— start AVAILABLE DATA —
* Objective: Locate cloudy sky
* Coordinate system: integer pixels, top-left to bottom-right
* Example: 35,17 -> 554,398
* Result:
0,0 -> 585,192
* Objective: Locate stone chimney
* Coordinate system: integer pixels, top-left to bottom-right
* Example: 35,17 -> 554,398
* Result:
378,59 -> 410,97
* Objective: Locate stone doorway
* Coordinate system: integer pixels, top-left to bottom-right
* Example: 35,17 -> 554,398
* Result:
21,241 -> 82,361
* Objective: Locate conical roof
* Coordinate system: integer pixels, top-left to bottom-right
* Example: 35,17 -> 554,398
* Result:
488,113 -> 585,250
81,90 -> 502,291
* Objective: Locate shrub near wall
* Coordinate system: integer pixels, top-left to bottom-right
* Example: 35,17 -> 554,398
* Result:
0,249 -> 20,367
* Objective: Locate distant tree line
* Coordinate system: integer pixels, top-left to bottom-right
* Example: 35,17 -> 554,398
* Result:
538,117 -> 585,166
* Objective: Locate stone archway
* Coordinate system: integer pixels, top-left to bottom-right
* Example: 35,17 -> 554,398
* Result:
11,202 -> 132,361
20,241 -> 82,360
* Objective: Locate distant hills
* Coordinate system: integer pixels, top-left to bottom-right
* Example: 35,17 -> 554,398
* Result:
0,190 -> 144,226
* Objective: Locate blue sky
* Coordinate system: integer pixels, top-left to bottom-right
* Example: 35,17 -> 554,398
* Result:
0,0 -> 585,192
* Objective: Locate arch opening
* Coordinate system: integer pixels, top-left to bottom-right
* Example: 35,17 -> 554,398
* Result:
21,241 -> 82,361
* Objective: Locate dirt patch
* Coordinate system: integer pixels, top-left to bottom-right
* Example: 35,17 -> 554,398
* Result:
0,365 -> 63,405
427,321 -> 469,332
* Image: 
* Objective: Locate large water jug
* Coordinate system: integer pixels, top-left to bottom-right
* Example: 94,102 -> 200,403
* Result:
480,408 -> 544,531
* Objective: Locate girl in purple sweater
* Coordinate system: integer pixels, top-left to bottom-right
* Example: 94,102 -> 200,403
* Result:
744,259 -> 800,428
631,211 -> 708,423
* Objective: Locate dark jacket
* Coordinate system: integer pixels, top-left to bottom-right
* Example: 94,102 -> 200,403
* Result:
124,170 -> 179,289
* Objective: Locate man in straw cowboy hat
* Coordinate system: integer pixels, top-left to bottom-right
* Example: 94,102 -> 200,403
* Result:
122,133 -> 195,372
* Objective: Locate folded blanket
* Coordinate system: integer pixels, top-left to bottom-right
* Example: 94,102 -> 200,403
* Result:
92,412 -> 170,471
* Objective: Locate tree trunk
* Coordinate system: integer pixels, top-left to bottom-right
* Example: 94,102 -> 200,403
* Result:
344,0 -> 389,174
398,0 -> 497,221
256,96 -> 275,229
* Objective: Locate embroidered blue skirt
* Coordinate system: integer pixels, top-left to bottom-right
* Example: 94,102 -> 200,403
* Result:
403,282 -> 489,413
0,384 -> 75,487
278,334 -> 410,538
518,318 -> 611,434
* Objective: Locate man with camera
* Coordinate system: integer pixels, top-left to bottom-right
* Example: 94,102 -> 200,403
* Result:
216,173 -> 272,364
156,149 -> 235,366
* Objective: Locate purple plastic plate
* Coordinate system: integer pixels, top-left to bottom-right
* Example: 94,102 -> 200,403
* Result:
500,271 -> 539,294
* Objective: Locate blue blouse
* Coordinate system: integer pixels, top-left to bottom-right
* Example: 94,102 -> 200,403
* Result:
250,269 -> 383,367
— end AVAILABLE DATA —
**WHAT THIS TASK INVOLVES**
Can you scale down the records between the line holding "man with camera" and the end of the records, inclusive, and give only those lines? Repeat every line, the requests included, but multiply each coordinate in the answers by 0.25 and round it to a whole number, with halves rounding up.

**FULL OUTPUT**
* Objective: Locate man with camera
* Coordinate system: integer pixels, top-left to bottom-right
* Example: 94,102 -> 200,403
* Result:
54,43 -> 68,91
39,37 -> 59,92
* Objective: Locate purple plastic plate
* Coordinate system: integer pixels, top-left to bottom-right
* Example: 94,102 -> 200,403
* Result:
125,68 -> 135,74
* Objective: Locate blue blouse
* Coordinate system: integer pixels, top-left to bottom-right
* Example: 94,102 -> 200,403
* Result:
63,67 -> 96,92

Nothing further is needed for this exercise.